● **Your objective**: Return, unchanged, the lines of the listing below from the line with "white baseboard, one" up to and including the line with "point(22, 320)".
..............................
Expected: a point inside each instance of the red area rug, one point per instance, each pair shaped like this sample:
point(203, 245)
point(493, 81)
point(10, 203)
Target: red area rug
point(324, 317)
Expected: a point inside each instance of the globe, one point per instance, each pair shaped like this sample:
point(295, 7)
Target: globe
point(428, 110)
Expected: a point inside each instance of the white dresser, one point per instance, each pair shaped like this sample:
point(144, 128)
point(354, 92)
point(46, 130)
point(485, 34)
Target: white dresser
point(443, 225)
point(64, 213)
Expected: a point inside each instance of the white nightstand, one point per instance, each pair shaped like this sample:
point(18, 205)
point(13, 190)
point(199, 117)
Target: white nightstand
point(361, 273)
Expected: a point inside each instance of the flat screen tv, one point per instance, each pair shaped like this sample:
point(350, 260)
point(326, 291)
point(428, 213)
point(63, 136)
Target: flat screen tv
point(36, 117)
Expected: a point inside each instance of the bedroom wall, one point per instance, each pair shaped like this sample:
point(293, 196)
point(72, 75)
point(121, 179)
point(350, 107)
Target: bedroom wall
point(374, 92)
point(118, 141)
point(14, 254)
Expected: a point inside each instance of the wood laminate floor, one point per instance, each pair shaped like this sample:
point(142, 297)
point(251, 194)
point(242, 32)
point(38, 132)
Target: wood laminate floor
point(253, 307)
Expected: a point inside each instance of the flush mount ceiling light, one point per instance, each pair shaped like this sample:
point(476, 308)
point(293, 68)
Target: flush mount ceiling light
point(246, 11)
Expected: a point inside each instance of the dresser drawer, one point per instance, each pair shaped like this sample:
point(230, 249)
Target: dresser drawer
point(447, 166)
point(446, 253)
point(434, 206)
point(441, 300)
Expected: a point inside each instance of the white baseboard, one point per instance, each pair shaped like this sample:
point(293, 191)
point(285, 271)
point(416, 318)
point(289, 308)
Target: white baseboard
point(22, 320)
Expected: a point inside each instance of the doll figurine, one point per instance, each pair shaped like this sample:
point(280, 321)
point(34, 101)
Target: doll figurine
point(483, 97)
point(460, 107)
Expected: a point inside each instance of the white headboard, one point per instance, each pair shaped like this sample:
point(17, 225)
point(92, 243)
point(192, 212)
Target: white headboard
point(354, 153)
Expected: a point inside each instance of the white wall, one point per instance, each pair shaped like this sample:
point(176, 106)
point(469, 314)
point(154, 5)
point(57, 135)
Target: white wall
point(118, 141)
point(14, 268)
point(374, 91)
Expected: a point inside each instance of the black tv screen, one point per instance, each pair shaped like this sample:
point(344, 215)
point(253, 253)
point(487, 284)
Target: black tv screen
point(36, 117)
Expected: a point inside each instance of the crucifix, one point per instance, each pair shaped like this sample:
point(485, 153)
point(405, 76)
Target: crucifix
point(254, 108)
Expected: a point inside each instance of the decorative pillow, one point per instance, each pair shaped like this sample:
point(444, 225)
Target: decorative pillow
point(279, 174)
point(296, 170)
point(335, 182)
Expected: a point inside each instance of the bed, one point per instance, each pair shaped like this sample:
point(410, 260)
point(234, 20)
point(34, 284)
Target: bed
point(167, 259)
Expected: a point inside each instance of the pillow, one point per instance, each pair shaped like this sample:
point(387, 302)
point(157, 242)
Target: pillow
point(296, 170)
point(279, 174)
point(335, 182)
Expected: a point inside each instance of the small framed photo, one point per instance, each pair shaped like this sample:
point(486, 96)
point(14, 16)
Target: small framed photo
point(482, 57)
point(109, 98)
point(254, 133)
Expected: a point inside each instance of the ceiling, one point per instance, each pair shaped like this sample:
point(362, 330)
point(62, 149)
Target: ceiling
..............................
● **Solution for this problem**:
Expected: a point inside each instance of the white baseboard, one point per instance, each pair shaped like this sample:
point(293, 191)
point(285, 271)
point(416, 318)
point(289, 308)
Target: white baseboard
point(22, 320)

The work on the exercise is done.